* _SUPPLIED DATA_:
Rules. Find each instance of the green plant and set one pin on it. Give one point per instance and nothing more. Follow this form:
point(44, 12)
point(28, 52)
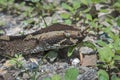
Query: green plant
point(70, 74)
point(17, 61)
point(109, 55)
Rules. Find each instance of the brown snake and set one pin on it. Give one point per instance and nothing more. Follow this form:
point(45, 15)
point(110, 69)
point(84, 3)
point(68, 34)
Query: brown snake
point(56, 36)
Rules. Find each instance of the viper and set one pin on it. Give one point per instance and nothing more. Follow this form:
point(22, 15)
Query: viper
point(56, 36)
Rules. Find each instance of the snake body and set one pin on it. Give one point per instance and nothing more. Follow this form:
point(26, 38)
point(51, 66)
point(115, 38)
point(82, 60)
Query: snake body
point(56, 36)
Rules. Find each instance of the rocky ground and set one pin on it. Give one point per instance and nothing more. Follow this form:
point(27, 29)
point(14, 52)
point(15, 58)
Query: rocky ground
point(28, 67)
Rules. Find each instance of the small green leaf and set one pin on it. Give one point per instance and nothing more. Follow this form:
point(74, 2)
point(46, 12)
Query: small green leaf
point(76, 4)
point(70, 50)
point(71, 74)
point(65, 15)
point(84, 2)
point(101, 43)
point(66, 6)
point(103, 75)
point(118, 21)
point(104, 10)
point(114, 77)
point(56, 77)
point(116, 57)
point(88, 16)
point(68, 22)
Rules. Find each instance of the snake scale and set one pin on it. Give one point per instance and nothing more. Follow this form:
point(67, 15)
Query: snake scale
point(56, 36)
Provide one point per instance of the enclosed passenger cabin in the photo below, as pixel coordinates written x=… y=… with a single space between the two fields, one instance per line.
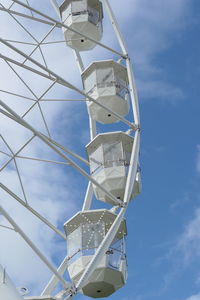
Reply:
x=109 y=156
x=85 y=232
x=107 y=83
x=84 y=16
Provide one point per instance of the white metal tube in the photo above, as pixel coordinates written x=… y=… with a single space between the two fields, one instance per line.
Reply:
x=66 y=284
x=133 y=93
x=88 y=197
x=132 y=168
x=62 y=81
x=115 y=27
x=67 y=27
x=7 y=289
x=54 y=280
x=55 y=6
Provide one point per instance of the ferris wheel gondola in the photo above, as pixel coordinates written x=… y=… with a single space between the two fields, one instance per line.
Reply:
x=96 y=259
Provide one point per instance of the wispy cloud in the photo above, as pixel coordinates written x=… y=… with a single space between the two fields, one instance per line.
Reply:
x=194 y=297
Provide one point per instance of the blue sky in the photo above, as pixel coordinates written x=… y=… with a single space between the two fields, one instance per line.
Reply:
x=163 y=243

* _YOUR INSTRUCTIONS_:
Please copy every line from the entries that includes the word "fields".

* _FINISHED TASK_:
Provide one point per instance of the enclosed passenger cabin in the photo below, as pixel coordinates written x=… y=… with a single space between the two fields, one instance per line.
Provide one point per instance of the white metal tube in the photo above, as pixel coordinates written x=… y=… with a single space between the two fields, one instance per line.
Provide one point per instance of the ferris wheel gondola in the photo above, as pixel coordinates written x=… y=… with a single space between the two fields, one instance per line.
Provide one point per instance of the wispy cloud in the photo above, as pixel coordinates written x=… y=… with a single space between the two fields, one instance per line.
Provide one point per instance of the blue sky in the photo above, as pixel coordinates written x=… y=… with a single space between the two fields, one instance per line.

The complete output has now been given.